▶ _Text shown_:

# What have you found in the gulf?



## polar21 (Nov 5, 2007)

Scenario: Your going out diving in the gulf, cruising along to your destination, and something pops up on your bottom machine. You stop the boat, suit up, and drop down.

Question: What are some things that you have found scuba diving in the gulf? Have you guys seen some old car bodies down there? 55 gallon drums? If so, how much fish were on them?


----------



## HateCheese (Oct 2, 2007)

Dove on what ended up being a bait ball that marked up on the bottom machine before. 

Other than that, have run across spots and dove them only to find out later they were public spots that had moved a bit due to hurricanes.


----------



## ryanbr (Oct 10, 2007)

You name it, its down there. Tanks(storage), cars, tires, boats, buses, dumpsters, planes, washers,etc. Most of the good stuff you can't put down anymoreand it wasn'tstuff that hurt anything.

Chris


----------



## sealark (Sep 27, 2007)

Old ship wrecks. Crashed aircraft with pilots, Crashed aircraft without pilots,Recently sunk boat without drowned occupents, fishing poles, Dive gear, And many many Anchors


----------



## porkyp (Nov 5, 2008)

did ya get the crabs off the bodies? they outta be fat


----------



## no woryz (Oct 2, 2007)

If that comment was made as a joke it is not funny, I too have had to deal with recoveries and its nothingto joke about....its not funny at all,but its even more disrespectful.....


----------



## porkyp (Nov 5, 2008)

I'm sorry if I offended anyone I truly am. I meant it as trying to be humerous but apperantly I failed. I am a retired police officer with over 25 years and have seen it all from burned up bodies to rotten bodies. Sometimes if you do not have a little humor it will get to you. Again I am truly sorry and promise to do better,especially around thin skinned people.


----------



## CrazyPFD (May 7, 2008)

I thought it was humerous. I guess that seems to be a bad thing.


----------



## Florabama (Oct 19, 2007)

I founda 100 year old anchor a few years ago and now it resides in my back yard.


----------

▶ _Extracted data entries_:
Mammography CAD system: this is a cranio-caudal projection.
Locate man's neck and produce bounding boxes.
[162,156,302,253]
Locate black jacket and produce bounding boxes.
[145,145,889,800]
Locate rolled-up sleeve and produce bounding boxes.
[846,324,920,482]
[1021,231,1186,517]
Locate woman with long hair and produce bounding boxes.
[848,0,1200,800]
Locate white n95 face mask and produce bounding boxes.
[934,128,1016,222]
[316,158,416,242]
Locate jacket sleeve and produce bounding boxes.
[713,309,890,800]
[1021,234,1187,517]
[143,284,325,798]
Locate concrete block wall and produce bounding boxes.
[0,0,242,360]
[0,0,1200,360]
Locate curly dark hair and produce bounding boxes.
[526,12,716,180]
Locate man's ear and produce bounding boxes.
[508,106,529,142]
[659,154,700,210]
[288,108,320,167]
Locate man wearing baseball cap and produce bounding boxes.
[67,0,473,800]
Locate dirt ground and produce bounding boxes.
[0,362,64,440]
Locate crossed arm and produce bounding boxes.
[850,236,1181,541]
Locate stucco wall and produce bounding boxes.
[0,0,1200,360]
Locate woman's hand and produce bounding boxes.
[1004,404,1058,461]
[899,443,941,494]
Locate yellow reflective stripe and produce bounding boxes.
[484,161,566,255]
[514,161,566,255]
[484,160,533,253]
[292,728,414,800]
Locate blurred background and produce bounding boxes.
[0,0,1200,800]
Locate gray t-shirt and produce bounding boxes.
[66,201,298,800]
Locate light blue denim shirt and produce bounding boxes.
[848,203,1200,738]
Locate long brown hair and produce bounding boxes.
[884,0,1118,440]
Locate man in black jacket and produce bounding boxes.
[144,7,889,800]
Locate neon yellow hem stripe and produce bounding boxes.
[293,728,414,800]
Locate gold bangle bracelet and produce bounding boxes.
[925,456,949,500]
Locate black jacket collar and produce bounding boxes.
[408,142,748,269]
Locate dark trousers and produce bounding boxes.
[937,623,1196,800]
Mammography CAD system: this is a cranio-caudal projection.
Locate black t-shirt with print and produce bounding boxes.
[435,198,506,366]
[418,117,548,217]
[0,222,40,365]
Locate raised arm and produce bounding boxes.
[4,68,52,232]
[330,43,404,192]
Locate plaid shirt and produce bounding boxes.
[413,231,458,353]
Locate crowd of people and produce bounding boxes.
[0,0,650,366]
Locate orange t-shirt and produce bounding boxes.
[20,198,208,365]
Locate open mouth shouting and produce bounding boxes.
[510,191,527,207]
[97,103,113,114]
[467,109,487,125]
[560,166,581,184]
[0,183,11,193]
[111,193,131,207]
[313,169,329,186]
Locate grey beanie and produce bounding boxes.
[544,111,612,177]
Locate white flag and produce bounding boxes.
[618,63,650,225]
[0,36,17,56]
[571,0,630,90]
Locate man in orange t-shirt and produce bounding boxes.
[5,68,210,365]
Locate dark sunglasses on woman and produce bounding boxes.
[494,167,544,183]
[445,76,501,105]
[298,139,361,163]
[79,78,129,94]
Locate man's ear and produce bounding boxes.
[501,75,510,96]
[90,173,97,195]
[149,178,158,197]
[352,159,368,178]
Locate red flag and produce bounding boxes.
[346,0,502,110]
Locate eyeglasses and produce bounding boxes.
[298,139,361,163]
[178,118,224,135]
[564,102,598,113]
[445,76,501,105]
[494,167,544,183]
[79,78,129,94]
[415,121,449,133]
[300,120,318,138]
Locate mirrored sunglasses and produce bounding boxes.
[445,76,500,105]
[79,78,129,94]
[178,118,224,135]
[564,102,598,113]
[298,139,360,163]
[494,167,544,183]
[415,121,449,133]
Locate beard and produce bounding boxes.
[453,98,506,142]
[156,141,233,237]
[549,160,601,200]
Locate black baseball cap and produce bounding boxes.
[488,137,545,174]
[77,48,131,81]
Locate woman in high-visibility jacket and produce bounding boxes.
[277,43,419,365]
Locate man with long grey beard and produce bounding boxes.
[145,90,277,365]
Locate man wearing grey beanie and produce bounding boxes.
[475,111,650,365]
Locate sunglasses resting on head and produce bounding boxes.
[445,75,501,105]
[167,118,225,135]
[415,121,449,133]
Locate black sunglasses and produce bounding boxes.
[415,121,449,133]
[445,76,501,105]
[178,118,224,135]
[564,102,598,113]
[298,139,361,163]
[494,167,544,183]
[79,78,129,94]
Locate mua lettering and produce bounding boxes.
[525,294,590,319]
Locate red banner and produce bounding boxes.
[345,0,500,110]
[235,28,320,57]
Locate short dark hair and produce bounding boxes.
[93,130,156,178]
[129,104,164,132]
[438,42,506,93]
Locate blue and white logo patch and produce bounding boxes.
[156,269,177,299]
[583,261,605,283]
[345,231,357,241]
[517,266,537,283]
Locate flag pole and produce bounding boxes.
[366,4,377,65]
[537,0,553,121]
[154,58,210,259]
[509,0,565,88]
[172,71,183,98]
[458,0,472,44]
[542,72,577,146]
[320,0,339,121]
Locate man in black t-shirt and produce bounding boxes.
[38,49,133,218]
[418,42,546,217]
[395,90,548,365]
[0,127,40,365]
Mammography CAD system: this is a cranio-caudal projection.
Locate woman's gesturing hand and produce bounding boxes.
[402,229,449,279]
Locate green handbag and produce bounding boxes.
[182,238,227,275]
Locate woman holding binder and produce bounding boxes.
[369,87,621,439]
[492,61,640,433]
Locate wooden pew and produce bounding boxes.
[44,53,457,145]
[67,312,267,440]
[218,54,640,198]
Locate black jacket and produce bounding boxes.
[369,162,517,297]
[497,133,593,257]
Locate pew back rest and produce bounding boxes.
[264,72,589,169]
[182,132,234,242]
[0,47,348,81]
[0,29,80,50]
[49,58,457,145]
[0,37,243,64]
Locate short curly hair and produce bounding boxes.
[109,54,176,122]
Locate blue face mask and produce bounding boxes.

▶ _Exercise requirements_:
(1) Transcribe the part of the Gulf diving thread starting at "I'm sorry if" and ending at "a bad thing.".
(2) Answer these questions about the Gulf diving thread:
(a) According to sealark, what was found in large numbers ("many many")?
(b) How many years did porkyp serve as a police officer?
(c) How old was the anchor Florabama found, and where is it now?

▶ _Written responses_:
(1)
I'm sorry if I offended anyone I truly am. I meant it as trying to be humerous but apperantly I failed. I am a retired police officer with over 25 years and have seen it all from burned up bodies to rotten bodies. Sometimes if you do not have a little humor it will get to you. Again I am truly sorry and promise to do better,especially around thin skinned people.


----------



## CrazyPFD (May 7, 2008)

I thought it was humerous. I guess that seems to be a bad thing.

(2)
(a) Anchors.
(b) Over 25 years.
(c) It is 100 years old, and it is now in Florabama's back yard.